▶ **REQUIREMENT**: The full listing, minus its pictures, should be printed again exactly as it stands.

▶ **MATERIAL SUPPLIED**:
****************
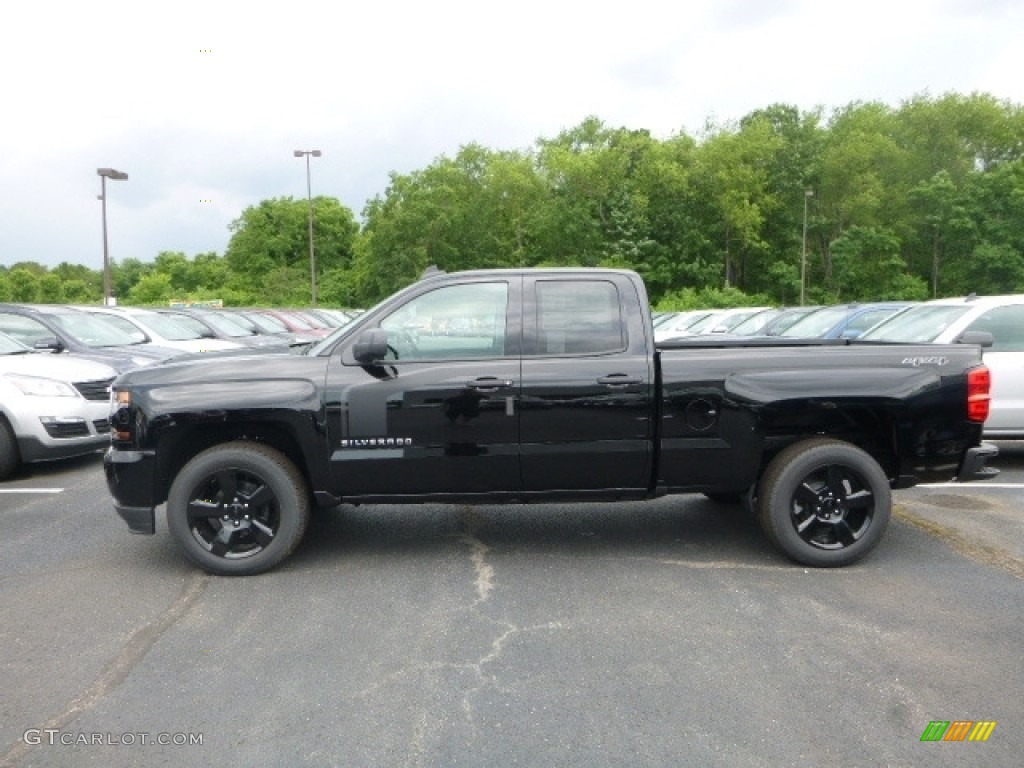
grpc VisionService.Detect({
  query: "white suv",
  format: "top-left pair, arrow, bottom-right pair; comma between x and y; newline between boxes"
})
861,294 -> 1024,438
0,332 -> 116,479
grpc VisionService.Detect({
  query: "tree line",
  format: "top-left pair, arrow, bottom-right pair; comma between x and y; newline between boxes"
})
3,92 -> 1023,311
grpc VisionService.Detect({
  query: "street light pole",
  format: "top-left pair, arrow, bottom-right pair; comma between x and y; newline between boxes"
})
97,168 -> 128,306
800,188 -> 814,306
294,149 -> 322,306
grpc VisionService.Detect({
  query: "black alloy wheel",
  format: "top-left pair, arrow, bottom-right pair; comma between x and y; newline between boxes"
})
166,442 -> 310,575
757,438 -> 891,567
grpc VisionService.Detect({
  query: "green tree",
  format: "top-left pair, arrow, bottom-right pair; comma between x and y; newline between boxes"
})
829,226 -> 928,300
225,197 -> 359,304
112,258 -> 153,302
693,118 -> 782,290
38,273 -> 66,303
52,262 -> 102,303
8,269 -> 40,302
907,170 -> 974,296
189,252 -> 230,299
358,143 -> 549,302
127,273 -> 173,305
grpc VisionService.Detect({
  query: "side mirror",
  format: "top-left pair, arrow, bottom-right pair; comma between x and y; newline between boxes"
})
****************
▶ **ANSWER AREA**:
grpc VisionService.Detect({
  query: "white suv",
  format: "top-left pair, arrow, bottom-right pair; comma between x and y; newline between boxes"
})
861,294 -> 1024,438
0,332 -> 116,479
grpc VisionService.Detect({
  query: "tree line",
  format: "top-left pair, arrow, bottom-right pair; comma between x and y; newline between boxes"
})
3,92 -> 1023,311
grpc VisionService.Detect({
  query: "street light pole",
  format: "top-left pair, arrow, bottom-right pair; comma between x and y; newline between boxes"
})
97,168 -> 128,306
800,188 -> 814,306
294,149 -> 322,306
grpc VisionService.Detect({
  query: "black alloy wheel",
  format: "top-left pair, arrow, bottom-right pair; comma between x and y; newline between boxes"
})
166,442 -> 310,575
757,438 -> 891,567
grpc VisionService.Detect({
  query: "green tree",
  format: "top-left pair, arrow, bottom-right pair; comma between x and y; newline between boxes"
})
829,226 -> 928,300
225,197 -> 359,304
112,258 -> 153,302
693,118 -> 782,290
38,273 -> 66,303
52,262 -> 102,303
8,269 -> 40,302
907,170 -> 974,296
189,252 -> 230,299
358,143 -> 549,302
127,273 -> 173,305
grpc VisionService.Detect({
  query: "side mirror",
  format: "top-left pair, arrow, bottom-right pair; comma between x and y; newline between boxes"
})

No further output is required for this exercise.